TASK TO CARRY OUT. Locate each line of the material below that contains the word "white" and copy those lines out, treating uppercase and lowercase as different.

RECORDED INFORMATION.
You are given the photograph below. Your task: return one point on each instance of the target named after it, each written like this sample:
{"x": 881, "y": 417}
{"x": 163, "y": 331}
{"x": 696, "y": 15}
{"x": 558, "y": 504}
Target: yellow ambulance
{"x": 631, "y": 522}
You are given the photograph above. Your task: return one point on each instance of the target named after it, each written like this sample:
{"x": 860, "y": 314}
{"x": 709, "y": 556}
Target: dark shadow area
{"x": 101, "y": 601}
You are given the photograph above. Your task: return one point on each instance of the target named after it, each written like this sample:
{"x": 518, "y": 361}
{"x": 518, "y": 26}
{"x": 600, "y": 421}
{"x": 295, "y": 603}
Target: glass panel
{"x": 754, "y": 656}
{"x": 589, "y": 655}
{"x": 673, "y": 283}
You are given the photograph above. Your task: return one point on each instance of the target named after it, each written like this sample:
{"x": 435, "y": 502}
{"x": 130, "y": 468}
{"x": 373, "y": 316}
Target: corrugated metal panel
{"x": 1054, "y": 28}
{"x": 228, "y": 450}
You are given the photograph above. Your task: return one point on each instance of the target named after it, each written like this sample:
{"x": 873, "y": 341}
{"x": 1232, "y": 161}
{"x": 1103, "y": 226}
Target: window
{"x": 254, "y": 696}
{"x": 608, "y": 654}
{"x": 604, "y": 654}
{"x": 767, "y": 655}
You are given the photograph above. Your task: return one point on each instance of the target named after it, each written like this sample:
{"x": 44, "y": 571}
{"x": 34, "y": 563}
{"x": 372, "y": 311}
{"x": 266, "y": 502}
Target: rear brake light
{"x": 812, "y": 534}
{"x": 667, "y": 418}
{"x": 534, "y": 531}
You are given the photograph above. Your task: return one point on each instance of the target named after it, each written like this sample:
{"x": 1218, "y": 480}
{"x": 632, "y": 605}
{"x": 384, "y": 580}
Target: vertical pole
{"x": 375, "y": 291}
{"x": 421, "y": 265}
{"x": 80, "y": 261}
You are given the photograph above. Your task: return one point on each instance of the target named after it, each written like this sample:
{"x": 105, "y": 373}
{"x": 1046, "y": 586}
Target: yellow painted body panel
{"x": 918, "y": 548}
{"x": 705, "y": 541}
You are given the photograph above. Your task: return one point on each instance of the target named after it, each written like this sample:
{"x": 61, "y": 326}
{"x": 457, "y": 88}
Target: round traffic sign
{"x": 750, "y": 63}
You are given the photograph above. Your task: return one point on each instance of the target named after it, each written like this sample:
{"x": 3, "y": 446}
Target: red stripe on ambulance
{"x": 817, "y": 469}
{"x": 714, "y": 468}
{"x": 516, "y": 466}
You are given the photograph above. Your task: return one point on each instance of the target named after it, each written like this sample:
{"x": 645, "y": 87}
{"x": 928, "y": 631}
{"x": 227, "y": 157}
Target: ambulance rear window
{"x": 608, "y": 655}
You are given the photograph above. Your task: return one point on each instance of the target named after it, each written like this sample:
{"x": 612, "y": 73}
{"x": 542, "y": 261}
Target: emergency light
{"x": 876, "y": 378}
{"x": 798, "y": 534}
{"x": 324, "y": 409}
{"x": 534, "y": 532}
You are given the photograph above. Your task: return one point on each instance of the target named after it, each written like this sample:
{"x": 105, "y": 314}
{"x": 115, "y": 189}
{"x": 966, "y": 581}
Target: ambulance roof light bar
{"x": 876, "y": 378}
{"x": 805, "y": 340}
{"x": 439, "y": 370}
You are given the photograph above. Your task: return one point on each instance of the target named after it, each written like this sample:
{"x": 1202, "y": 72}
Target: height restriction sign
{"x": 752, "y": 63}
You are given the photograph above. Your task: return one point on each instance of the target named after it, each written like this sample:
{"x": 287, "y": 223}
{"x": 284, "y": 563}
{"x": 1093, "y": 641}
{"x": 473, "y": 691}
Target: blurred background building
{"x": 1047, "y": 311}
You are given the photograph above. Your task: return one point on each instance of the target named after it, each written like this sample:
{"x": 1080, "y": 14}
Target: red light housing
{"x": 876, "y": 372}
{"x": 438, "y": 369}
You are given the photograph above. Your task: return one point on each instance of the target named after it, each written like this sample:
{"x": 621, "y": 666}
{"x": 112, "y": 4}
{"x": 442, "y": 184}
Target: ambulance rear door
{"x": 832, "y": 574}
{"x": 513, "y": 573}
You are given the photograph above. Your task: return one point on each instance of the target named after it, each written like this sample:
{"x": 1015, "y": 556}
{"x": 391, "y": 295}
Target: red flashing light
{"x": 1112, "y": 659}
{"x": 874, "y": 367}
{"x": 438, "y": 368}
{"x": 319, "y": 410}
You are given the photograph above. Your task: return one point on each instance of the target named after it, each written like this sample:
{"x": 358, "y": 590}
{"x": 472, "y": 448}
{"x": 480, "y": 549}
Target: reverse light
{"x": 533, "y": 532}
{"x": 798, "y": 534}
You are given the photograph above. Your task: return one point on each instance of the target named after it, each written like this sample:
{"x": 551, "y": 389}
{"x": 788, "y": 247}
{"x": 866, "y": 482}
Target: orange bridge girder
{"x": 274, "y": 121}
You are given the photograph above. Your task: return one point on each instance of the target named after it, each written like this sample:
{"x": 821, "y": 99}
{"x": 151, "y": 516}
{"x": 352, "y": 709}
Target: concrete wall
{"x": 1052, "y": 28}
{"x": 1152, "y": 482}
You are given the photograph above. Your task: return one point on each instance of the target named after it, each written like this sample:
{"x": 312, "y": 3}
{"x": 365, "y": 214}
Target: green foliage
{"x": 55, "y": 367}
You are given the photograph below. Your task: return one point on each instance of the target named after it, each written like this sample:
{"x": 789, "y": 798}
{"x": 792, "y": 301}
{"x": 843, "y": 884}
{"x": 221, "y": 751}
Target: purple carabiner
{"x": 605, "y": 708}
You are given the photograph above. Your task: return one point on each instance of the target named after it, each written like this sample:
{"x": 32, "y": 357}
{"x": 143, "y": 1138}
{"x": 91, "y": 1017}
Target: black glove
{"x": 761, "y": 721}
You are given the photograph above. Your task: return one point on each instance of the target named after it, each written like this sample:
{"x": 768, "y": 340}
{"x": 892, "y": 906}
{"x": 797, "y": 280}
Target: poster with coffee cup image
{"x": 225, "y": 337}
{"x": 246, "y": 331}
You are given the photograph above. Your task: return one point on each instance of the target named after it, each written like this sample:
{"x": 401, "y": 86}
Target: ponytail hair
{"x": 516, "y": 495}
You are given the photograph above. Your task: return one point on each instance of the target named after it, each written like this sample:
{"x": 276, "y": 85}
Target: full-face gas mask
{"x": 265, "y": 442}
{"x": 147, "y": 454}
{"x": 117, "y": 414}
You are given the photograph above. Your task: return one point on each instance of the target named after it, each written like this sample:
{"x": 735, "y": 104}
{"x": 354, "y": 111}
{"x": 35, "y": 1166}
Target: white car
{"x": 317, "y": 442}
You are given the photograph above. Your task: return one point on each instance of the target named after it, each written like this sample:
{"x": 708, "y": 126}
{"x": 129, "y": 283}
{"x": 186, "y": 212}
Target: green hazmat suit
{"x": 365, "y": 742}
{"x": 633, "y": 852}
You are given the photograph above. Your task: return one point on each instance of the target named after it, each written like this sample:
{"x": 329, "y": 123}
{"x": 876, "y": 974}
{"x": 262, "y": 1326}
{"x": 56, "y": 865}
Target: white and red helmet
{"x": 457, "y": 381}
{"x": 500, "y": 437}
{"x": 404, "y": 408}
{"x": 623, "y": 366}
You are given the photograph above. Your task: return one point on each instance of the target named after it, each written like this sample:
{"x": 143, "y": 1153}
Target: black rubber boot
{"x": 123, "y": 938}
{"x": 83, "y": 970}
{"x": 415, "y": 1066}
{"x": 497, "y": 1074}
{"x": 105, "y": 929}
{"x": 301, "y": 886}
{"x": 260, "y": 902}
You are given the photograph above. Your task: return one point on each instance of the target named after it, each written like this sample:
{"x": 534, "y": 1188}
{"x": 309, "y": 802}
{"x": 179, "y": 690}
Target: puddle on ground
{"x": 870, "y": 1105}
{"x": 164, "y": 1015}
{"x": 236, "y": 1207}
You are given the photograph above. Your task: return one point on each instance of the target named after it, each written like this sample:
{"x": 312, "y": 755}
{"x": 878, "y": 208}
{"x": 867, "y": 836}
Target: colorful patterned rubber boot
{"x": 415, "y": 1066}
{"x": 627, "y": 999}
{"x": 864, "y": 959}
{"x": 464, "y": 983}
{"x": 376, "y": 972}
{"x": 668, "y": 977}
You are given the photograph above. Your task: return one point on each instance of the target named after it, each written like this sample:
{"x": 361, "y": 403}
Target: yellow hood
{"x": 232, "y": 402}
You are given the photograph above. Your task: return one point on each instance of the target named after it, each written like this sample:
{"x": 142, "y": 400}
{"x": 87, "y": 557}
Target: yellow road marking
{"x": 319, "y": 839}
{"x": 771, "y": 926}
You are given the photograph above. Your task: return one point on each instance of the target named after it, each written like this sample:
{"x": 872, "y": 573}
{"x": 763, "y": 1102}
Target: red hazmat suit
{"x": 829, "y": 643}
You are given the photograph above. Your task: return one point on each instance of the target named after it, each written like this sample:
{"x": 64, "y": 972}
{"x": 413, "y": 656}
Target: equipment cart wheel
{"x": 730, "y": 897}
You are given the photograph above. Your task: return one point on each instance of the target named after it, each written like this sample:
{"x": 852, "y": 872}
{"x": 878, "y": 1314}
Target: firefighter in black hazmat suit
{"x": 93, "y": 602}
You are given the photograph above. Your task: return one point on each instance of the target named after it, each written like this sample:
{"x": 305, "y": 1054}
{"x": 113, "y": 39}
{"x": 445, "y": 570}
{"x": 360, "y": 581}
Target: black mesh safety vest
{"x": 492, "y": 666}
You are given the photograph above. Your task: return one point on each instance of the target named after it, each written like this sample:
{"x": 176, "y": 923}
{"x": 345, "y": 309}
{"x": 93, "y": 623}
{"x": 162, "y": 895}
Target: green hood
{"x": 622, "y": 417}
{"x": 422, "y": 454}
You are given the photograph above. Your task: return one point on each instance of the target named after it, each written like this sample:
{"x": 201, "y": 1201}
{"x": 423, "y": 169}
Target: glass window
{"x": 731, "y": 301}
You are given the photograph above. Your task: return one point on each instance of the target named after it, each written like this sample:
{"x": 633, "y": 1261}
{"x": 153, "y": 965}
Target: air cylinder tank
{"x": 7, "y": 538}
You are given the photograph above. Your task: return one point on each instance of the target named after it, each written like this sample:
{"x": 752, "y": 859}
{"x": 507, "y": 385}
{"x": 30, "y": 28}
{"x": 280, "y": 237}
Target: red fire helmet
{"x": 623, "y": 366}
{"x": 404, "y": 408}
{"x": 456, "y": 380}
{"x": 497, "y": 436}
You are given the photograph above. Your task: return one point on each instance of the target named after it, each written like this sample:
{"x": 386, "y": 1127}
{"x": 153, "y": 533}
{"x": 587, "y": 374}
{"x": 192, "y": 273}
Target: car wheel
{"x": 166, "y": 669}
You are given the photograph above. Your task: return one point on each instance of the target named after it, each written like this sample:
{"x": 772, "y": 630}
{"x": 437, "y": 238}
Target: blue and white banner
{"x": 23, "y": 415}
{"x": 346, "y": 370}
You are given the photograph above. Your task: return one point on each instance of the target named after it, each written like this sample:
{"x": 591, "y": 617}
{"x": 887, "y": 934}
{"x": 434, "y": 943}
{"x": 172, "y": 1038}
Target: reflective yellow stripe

EXERCISE SOLUTION.
Target: white car
Target: white and red helmet
Target: blue and white banner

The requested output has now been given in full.